# EXERCISE
Retype the records below word for word, leaving out the pictures.

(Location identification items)
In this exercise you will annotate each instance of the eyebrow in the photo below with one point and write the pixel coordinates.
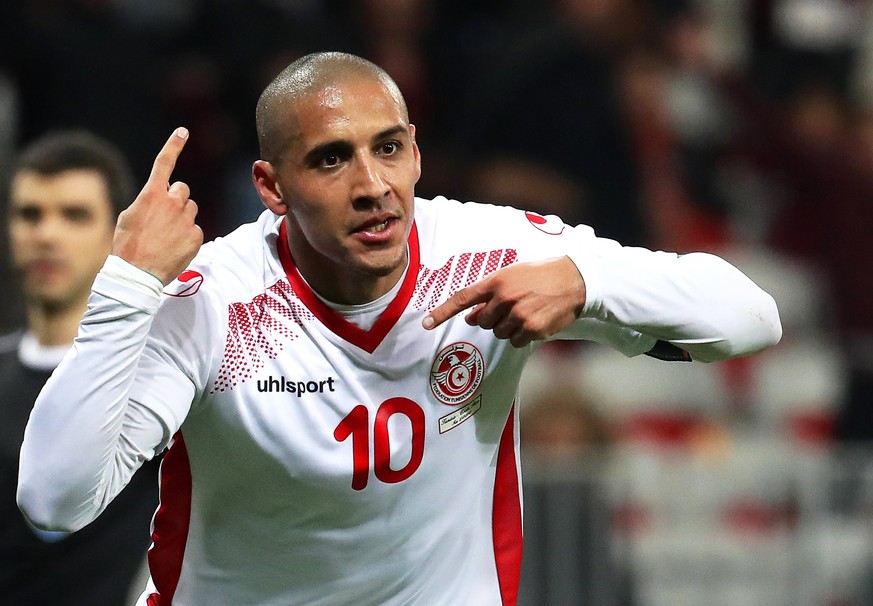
(344, 146)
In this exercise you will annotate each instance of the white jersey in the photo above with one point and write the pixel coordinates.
(312, 461)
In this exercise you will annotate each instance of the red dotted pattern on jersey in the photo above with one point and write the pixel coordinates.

# TASK ANSWER
In this exercise you will annotate each instance of the eyebrow in the photo below with one point and write the pixel coordinates.
(344, 146)
In this exercise you will annotate each instance of the white jersey in the photo above with one point and write the pixel coordinates.
(312, 461)
In this exercise you will annotate each instance of the red dotted pattern on jersey in the photo above with one point and write the pixel coordinates.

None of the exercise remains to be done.